TEXTO DE LEITURA:
━━━━━━━━

Ainda sobre a linguagem: em seus primeiros livros de ficção é visível o grande esforço de tornar cada frase impactante e esteticamente redonda. Neste livro houve uma depuração, já sinalizada no anterior Do Fundo do Poço Se Vê a Lua. Este é o caminho para onde se dirige sua escrita? Se o esforço era visível, quer dizer que era ruim. Infelizmente, diante das circunstâncias em que me encontro hoje, não dá para saber ao menos se existirá um próximo texto. Cada dia é uma batalha, que não é completamente perdida apenas quando surge espaço suficiente para levar adiante uma narrativa. Mas seria assim mesmo se eu tivesse todo o tempo do mundo. Terminar um livro é quase tão difícil quanto ganhar na loteria.

A peça que fez para a Vertigem foi estímulo fundamental para descobrir um cenário novo para sua narrativa. Por outro lado, mesmo surgindo elementos novos vindo do “real” (bolivianos, coreanos, judeus), você manteve um pé fixo na imaginação, na fantasia — e este é o verdadeiro norte da escrita, menos que a apreensão do “real”. Concorda? Para mim uma coisa não está separada da outra. A imaginação e a realidade vivem trocando fluidos o tempo todo. Se a gente parar para observar, acaba notando que a realidade desenvolveu sua maneira própria de imaginar. É essa capacidade que me interessa, aquilo que Alexander Kluge chama de “o mundo fantástico dos fatos objetivos”.

━━━━━━━━

TRECHOS DOS ITENS:
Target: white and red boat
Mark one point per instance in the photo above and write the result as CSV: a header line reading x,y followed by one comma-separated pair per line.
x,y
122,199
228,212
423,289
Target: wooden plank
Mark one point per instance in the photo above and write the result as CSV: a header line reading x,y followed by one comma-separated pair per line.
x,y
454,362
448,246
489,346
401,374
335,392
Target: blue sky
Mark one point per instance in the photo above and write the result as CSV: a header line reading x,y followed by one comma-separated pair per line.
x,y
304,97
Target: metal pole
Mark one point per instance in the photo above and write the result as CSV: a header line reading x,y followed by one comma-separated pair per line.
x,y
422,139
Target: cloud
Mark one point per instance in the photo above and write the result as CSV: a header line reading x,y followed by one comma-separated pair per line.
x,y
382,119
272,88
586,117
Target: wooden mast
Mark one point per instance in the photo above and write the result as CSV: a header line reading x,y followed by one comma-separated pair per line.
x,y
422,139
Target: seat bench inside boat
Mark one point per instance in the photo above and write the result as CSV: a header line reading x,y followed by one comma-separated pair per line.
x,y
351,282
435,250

━━━━━━━━

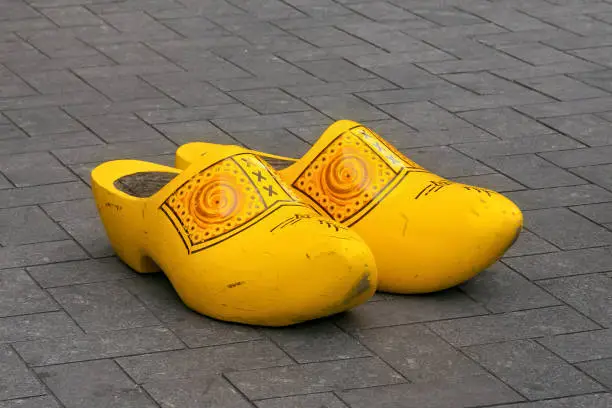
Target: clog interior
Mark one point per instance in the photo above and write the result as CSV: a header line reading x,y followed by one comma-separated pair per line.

━━━━━━━━

PARA FAZER:
1. Redigite, sem qualquer alteração, a parte da entrevista sobre escrita que se abre com as palavras "Ainda sobre a" e se fecha com "ganhar na loteria.".
2. Dê continuidade à entrevista sobre escrita a partir do ponto em que ela termina.

RESPOSTAS ESCRITAS:
1.
Ainda sobre a linguagem: em seus primeiros livros de ficção é visível o grande esforço de tornar cada frase impactante e esteticamente redonda. Neste livro houve uma depuração, já sinalizada no anterior Do Fundo do Poço Se Vê a Lua. Este é o caminho para onde se dirige sua escrita? Se o esforço era visível, quer dizer que era ruim. Infelizmente, diante das circunstâncias em que me encontro hoje, não dá para saber ao menos se existirá um próximo texto. Cada dia é uma batalha, que não é completamente perdida apenas quando surge espaço suficiente para levar adiante uma narrativa. Mas seria assim mesmo se eu tivesse todo o tempo do mundo. Terminar um livro é quase tão difícil quanto ganhar na loteria.

2.
Um bairro como o Bom Retiro foi salutar para a inspiração? Qualquer escapadela do escritório é boa para a imaginação. Ao sair de casa e andar pela rua é o momento em que escrevo com maior fluência. O problema é que não há registro dessa escrita, então sou obrigado a voltar correndo e anotar antes que as idéias sumam, misturadas à fumaça do cano de escapamento dos carros.

A São Paulo que você apresenta é uma cidade muito mais multicultural e pluralmente étnica do que a cidade normalmente decantada pelos próprios paulistas, orgulhosos de sua NY tupiniquim. Aliás, você, apesar de morar em SP há décadas, não é paulista. Ainda se sente estrangeiro a esta cidade, daí sua compaixão aos gringos que aqui residem? Me sinto estrangeiro em qualquer lugar, principalmente dentro de meu próprio corpo. Tenho lembranças de um corpo que conseguia saltar e nadar sem sentir dores, então me sinto alienado neste corpo, pensando “onde será que meu eu de antigamente fui parar?”. São Paulo é o lugar onde menos me sinto assim, pois com raras exceções ninguém é daqui. Como em toda cidade composta por imigrantes, porém, o nômade chega ao novo mundo e imediatamente o toma para si. É como se tivesse sempre pertencido àquele lugar. Veja só o pensamento racista dos europeus que migraram para São Paulo no início do século 20 em relação aos nordestinos que chegaram depois. É dessa fricção que São Paulo é feita.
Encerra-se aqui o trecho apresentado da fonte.